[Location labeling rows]
=-=-=

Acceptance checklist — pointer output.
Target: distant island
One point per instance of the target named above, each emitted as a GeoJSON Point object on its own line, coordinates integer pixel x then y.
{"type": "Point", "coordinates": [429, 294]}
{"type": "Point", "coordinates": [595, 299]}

=-=-=

Could you return every row above unchanged, line for line?

## Answer in full
Acceptance checklist — pointer output.
Target: distant island
One point per instance of the target named above, each emitted as a GeoJSON Point object on its own line, coordinates integer pixel x then y.
{"type": "Point", "coordinates": [429, 294]}
{"type": "Point", "coordinates": [595, 299]}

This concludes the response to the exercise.